▸ **Problem to solve**
Repeat the whole listing exactly as written.

▸ **Extracted entries**

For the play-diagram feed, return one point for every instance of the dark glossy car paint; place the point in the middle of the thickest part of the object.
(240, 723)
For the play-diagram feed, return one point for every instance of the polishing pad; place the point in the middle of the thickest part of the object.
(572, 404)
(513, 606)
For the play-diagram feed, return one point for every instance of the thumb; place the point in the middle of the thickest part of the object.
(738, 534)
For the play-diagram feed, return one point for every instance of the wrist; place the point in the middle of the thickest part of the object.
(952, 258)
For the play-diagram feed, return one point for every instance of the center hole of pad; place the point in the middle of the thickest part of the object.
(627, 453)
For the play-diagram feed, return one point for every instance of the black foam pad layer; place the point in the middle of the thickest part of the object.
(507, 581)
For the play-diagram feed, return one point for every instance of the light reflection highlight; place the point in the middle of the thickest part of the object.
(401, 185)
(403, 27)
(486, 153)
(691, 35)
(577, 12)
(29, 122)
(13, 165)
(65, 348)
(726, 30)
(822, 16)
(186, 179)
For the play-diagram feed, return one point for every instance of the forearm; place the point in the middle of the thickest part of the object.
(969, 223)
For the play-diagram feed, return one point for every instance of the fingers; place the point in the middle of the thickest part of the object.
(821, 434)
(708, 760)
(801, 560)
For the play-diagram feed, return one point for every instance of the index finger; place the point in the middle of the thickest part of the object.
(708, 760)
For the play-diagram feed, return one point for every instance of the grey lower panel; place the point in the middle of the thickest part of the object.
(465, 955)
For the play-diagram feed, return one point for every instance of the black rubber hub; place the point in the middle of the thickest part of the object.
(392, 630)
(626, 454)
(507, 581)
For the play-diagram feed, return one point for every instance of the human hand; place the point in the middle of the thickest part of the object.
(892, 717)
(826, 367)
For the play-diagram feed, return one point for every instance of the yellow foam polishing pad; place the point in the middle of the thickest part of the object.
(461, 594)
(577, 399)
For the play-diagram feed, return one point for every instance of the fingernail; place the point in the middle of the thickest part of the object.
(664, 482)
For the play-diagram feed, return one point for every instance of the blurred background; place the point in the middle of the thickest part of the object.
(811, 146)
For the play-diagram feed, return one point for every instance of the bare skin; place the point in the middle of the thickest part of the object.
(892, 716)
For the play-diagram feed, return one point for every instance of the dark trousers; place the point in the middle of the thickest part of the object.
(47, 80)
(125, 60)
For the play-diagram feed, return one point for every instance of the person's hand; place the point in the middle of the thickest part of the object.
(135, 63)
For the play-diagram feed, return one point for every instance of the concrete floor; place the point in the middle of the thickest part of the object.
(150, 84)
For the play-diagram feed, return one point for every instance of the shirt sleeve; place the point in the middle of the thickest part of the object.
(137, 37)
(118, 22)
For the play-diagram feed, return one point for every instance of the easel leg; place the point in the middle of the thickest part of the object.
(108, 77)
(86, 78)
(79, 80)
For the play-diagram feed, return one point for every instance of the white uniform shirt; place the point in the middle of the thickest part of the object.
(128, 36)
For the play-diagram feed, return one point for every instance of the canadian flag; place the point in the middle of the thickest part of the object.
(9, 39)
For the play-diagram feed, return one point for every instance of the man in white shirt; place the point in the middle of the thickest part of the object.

▸ **The reply**
For the play-diagram feed, return one point for every instance of the dark glossy car paint; place the point in the middle of the thickest part of the object.
(240, 723)
For the play-diagram feed, return one point for every instance of the polishing pad; place the point in the middle of the thickest part of the object.
(572, 404)
(513, 606)
For the play-diagram feed, return one point for every instance of the thumb; place the point in the middle of the thickest part of the object.
(738, 534)
For the play-diagram feed, return one point for every instance of the wrist; place the point in the middle of the thickest part of the object.
(952, 258)
For the play-diagram feed, return one point for every instance of the center hole of pad; place the point in the middle of the thickest part of the object.
(627, 453)
For the play-diagram feed, return one point for every instance of the black foam pad layer; place the point in the middle of the thickest part of the object.
(507, 581)
For the play-diagram feed, return one point for every instance of the light reflection highlight; place the point in the middle of the thickest part of the object.
(401, 185)
(403, 27)
(486, 153)
(691, 35)
(577, 12)
(29, 122)
(13, 165)
(65, 348)
(726, 30)
(822, 16)
(186, 179)
For the play-diagram feed, return one point for every instance of the forearm; place the point in the middle of the thickest part of the object.
(969, 223)
For the play-diagram feed, return one point for every instance of the fingers; place the point in the middle of the thickest part of the object.
(821, 434)
(708, 760)
(801, 560)
For the play-diagram feed, return one point for every instance of the index finger; place the point in the middle of the thickest part of the object.
(708, 760)
For the play-diagram feed, return one point for every instance of the grey lower panel; place the point in the middle of the thickest part of the object.
(465, 955)
For the play-diagram feed, return one point for every instance of the black rubber hub; place the point in the middle of the thickest part of the object.
(392, 630)
(626, 454)
(507, 581)
For the play-diagram feed, return one point for every instance of the human hand; place the point in the middle of the thickest part of the object.
(892, 717)
(826, 367)
For the play-diagram feed, return one point for every instance of the yellow foam polishing pad; place the point in the middle of the thickest part of the object.
(461, 594)
(577, 399)
For the play-diagram feed, return one point for every instance of the fingernail; place the point in the middle of the thickest part of the object.
(664, 482)
For the play-diagram feed, return one point for every instance of the blurred background; place the point in the middle of the thickest part of the object.
(811, 146)
For the play-diagram feed, return one point for every instance of the bare skin; place the point in the middle of the thickest part of the object.
(892, 716)
For the play-diagram feed, return one point for every instance of the dark trousers; place the point in the middle of the thickest part of the object.
(47, 80)
(125, 60)
For the play-diagram feed, return one point for every instance of the person's hand; place the point in the middle of the thickest part of the object.
(135, 63)
For the play-diagram feed, return one point for every instance of the concrete floor; place the point in the middle of the thickest part of the object.
(150, 84)
For the play-diagram feed, return one point for every instance of the shirt sleeve; place the point in the middle of the thickest part of the object.
(137, 37)
(118, 22)
For the play-diagram feed, return one point for every instance of the easel leg; place the point in the middle of the thickest part of the object.
(108, 77)
(86, 78)
(79, 80)
For the play-diagram feed, return one point for every instance of the white uniform shirt; place the point in the middle of the thickest part of the object.
(128, 36)
For the play-diagram feed, return one point for every instance of the canadian flag; place the point in the middle of the thickest part of the object.
(9, 39)
For the play-diagram feed, return one point for every instance of the man in white shirt; place the point in the middle of the thickest part of the object.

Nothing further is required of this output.